▶ **GIVEN TEXT**
────

Photo by Gabriela S./Barr Hill, Greensboro, VT

Spring

The temperature weirdly shoots up to 70 degrees. 70 degrees in Vermont in early April! For anyone who doesn’t live here, know that this warm, daffodil-growing weather makes our world a communally happy place.

While my daughter plays soccer, I take a walk, then spread out my work on a picnic table. Three geese fly overhead, making a honking racket. On the other side of a school building, I hear the kids laugh. Two dads roll up on bikes and stand in the parking lot, chatting.

Another parent I haven’t seen for a long time appears and stands at a distance. We talk and talk, about how our work has changed, and what’s happening with our kids, and even more, about each of us might want this summer — happiness, in some small way. Listening, I think, of all the many things we’ve learned this year, surely valuing the connection between us rises high. How little that might seem, and how infinitely valuable.

My daughter returns with a blister. At home, the carpenter has just finished repairing the porch railings broken by falling ice. We stand for a bit, talking and waving at early mosquitoes. He admires the view of the village below us and asks how I like living beside a cemetery. I like it just fine, I tell him.

Don’t talk to me about the stars, about how cold and indifferent they are, about the unimaginable distances. There are millions of stars within us that are just as far, and people like me sometimes burn up a whole life trying to reach them.

────

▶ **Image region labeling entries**
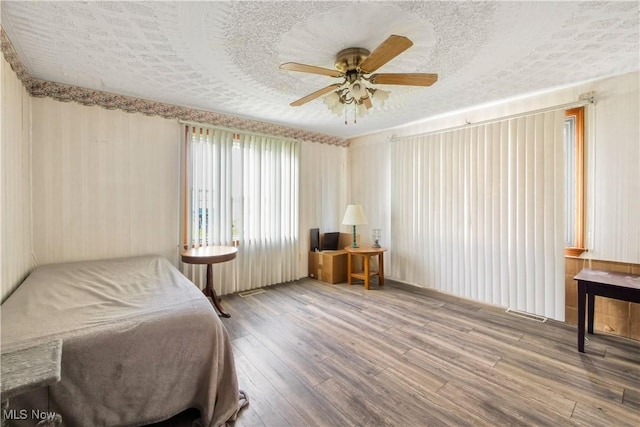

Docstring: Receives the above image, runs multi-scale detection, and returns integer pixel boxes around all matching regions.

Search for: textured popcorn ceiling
[1,1,640,138]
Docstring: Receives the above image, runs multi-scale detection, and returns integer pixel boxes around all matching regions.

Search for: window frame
[564,107,586,257]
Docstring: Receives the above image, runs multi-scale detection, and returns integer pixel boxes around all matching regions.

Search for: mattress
[0,256,239,427]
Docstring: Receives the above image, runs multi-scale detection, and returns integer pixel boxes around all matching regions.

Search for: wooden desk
[182,246,238,317]
[344,246,387,290]
[573,268,640,353]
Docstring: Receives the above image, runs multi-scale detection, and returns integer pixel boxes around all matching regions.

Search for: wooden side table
[344,246,387,290]
[181,246,238,317]
[573,268,640,353]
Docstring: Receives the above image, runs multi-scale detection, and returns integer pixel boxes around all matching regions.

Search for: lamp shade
[342,205,367,225]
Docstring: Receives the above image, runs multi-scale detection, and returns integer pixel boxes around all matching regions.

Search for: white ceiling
[1,0,640,138]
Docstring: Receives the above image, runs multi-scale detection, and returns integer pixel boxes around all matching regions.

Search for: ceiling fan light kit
[280,35,438,124]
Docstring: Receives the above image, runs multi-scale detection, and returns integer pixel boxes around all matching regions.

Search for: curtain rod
[178,120,302,142]
[389,92,595,141]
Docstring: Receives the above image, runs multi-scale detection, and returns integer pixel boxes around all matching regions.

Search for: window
[183,126,300,295]
[564,107,585,256]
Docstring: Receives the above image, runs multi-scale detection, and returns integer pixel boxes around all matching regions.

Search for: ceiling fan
[280,35,438,118]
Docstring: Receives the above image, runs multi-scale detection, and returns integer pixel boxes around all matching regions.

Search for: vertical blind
[390,110,564,320]
[183,126,300,294]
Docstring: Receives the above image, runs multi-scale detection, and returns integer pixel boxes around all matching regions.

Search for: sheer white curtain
[390,111,564,320]
[183,126,300,295]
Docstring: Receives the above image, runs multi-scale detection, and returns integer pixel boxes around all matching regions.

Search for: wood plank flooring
[222,279,640,427]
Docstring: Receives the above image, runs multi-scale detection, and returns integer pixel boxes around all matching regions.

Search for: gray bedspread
[0,256,239,427]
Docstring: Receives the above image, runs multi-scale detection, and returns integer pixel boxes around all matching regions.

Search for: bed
[0,256,246,427]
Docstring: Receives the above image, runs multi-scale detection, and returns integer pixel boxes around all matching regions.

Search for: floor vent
[506,308,547,323]
[238,289,265,298]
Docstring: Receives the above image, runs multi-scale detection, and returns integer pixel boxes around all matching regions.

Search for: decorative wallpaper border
[0,26,349,147]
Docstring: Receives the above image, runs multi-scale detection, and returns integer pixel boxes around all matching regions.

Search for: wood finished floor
[222,279,640,427]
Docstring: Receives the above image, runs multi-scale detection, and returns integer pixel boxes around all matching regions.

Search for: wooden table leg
[587,292,596,335]
[202,264,231,317]
[578,281,587,353]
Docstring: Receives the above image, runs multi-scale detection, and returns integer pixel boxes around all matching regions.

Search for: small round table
[344,246,387,290]
[181,246,238,317]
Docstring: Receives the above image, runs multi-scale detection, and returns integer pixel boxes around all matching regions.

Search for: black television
[322,232,340,251]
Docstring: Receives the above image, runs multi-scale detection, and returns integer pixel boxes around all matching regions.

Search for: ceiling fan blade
[289,83,342,107]
[360,35,413,73]
[280,62,343,77]
[369,73,438,86]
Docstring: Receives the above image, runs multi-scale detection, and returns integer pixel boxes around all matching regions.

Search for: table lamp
[342,205,367,248]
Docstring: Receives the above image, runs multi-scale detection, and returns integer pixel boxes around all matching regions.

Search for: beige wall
[0,58,33,301]
[32,98,182,265]
[298,142,349,277]
[349,72,640,320]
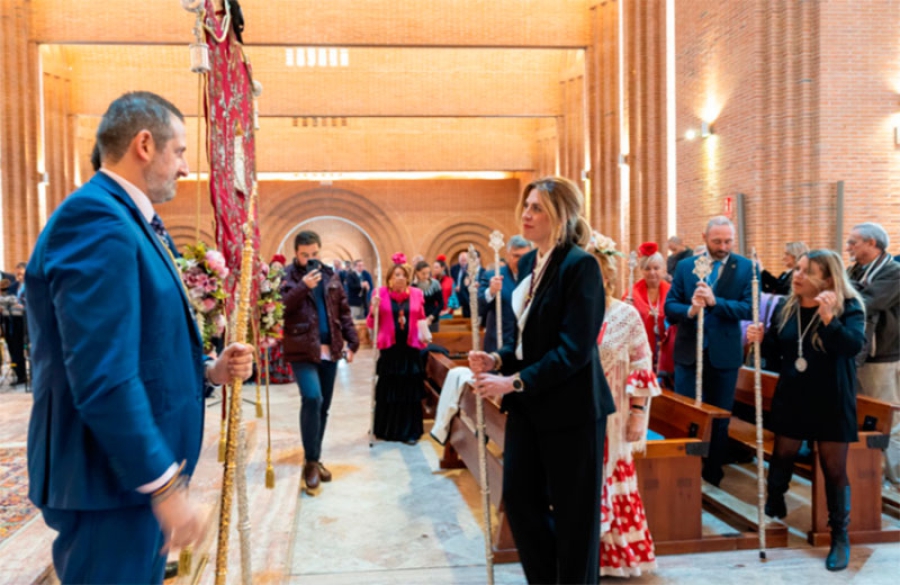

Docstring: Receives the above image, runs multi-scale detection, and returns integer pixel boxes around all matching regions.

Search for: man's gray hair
[97,91,184,163]
[853,221,891,252]
[506,234,532,250]
[706,215,734,234]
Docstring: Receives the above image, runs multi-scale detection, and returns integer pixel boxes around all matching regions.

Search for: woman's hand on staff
[469,351,497,375]
[815,290,837,325]
[625,410,645,443]
[209,343,254,386]
[302,270,322,288]
[470,372,515,398]
[747,323,766,343]
[491,274,503,297]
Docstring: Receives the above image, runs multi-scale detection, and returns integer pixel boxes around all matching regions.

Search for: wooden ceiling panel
[65,45,566,117]
[78,117,538,176]
[31,0,590,48]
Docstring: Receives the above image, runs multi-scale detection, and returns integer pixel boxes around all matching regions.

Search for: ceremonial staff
[216,183,258,585]
[369,261,381,447]
[490,230,503,350]
[753,247,766,560]
[694,254,712,405]
[628,250,637,305]
[467,244,503,585]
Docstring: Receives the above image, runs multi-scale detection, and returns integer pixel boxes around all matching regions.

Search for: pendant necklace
[794,307,819,372]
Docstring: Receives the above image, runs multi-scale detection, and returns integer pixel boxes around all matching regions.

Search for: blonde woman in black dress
[747,250,865,571]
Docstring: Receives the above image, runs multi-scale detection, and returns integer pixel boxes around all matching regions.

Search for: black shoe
[766,459,794,518]
[825,484,850,571]
[766,493,787,518]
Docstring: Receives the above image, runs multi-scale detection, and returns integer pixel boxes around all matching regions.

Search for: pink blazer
[366,286,425,349]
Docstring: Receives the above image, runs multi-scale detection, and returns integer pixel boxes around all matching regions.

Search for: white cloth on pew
[431,366,475,445]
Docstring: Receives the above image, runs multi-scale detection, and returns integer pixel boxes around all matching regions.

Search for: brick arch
[166,224,216,250]
[426,218,504,264]
[261,187,404,272]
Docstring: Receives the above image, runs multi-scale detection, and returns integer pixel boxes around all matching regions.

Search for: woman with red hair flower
[626,242,675,376]
[366,252,425,445]
[431,254,453,315]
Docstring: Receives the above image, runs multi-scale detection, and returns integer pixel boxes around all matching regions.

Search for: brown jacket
[281,260,359,364]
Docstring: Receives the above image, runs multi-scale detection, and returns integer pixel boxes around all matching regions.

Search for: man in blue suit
[25,92,252,583]
[665,216,753,486]
[478,235,531,353]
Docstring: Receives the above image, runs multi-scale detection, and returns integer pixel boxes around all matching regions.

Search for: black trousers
[675,350,739,484]
[503,413,606,584]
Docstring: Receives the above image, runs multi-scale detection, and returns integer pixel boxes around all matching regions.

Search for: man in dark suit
[478,235,531,353]
[665,216,753,486]
[25,92,252,583]
[344,260,374,319]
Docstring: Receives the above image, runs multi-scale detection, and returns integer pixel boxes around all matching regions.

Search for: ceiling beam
[31,0,590,48]
[64,45,568,117]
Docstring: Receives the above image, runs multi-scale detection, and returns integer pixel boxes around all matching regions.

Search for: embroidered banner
[205,0,260,314]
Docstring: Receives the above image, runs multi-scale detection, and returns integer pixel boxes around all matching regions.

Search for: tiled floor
[0,351,900,585]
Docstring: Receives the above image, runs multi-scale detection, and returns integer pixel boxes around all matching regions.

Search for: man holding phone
[281,231,359,496]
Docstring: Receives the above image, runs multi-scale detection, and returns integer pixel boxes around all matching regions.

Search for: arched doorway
[277,215,381,286]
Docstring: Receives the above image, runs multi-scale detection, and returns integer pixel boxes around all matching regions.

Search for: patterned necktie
[150,214,178,257]
[706,260,722,288]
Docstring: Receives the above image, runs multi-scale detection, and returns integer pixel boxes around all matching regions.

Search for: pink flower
[205,250,229,278]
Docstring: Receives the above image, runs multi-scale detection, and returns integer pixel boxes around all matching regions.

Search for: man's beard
[147,179,177,203]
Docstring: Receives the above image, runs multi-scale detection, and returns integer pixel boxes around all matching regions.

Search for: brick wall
[159,178,521,274]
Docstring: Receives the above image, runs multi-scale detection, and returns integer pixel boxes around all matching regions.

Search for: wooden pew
[634,390,787,555]
[720,367,900,546]
[426,353,787,563]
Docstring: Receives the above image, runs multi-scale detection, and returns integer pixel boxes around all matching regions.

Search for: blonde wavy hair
[585,232,622,307]
[778,249,865,351]
[516,177,591,248]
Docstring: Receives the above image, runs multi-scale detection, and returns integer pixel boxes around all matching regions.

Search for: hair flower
[638,242,659,256]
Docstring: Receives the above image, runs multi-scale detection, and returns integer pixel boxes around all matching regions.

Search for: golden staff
[467,240,503,585]
[263,347,275,490]
[490,230,503,350]
[216,182,258,585]
[694,254,712,405]
[628,250,637,304]
[753,247,766,561]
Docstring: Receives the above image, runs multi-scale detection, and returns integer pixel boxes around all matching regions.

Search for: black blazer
[499,244,616,430]
[665,254,754,370]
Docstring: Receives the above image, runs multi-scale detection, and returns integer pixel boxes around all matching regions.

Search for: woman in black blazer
[747,250,865,571]
[469,177,615,583]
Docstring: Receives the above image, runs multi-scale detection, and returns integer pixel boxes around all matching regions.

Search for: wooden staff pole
[467,244,503,585]
[694,254,712,405]
[753,247,766,561]
[210,183,258,585]
[490,230,503,350]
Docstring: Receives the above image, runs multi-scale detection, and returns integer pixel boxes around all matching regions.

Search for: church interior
[0,0,900,585]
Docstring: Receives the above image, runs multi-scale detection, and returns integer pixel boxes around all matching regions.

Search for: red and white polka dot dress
[600,300,661,577]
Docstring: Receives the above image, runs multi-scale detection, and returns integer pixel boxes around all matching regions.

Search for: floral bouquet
[175,242,229,352]
[256,256,284,350]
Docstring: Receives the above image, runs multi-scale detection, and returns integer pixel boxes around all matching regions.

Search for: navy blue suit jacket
[478,264,519,352]
[498,244,616,431]
[665,254,753,369]
[25,173,204,510]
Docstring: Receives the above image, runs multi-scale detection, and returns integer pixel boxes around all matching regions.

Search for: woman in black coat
[469,177,615,583]
[747,250,865,571]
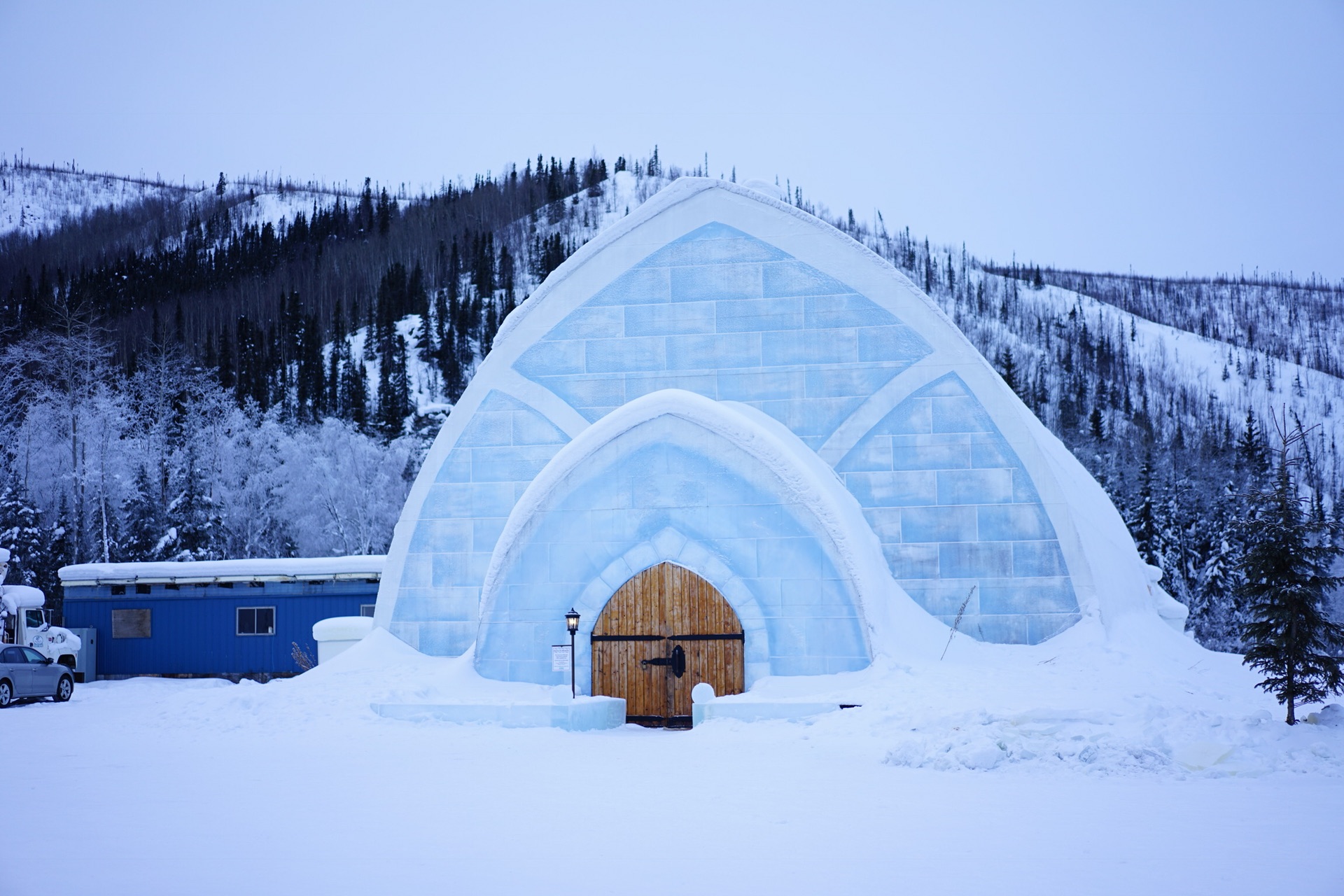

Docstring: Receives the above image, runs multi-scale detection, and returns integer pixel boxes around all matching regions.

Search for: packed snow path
[0,633,1344,896]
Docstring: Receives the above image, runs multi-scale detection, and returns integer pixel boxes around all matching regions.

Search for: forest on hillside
[0,149,1344,649]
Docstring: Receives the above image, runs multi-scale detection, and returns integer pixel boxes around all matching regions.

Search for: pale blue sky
[0,0,1344,278]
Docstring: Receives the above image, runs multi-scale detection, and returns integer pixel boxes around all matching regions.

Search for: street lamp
[564,607,580,700]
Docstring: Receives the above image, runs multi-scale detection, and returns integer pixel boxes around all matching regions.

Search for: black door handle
[640,645,685,678]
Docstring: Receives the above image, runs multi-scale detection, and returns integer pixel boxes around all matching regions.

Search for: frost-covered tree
[118,465,167,561]
[0,479,47,587]
[1238,421,1344,725]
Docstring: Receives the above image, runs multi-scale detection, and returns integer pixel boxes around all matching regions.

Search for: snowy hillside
[0,158,354,247]
[0,153,1344,649]
[0,160,197,237]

────

▶ **EXERCISE GOAL**
Copy out everything in the spring essay from "The temperature weirdly" down to "parking lot, chatting.", leaving the wording unchanged.

▶ **RESPONSE TO THIS TASK**
The temperature weirdly shoots up to 70 degrees. 70 degrees in Vermont in early April! For anyone who doesn’t live here, know that this warm, daffodil-growing weather makes our world a communally happy place.

While my daughter plays soccer, I take a walk, then spread out my work on a picnic table. Three geese fly overhead, making a honking racket. On the other side of a school building, I hear the kids laugh. Two dads roll up on bikes and stand in the parking lot, chatting.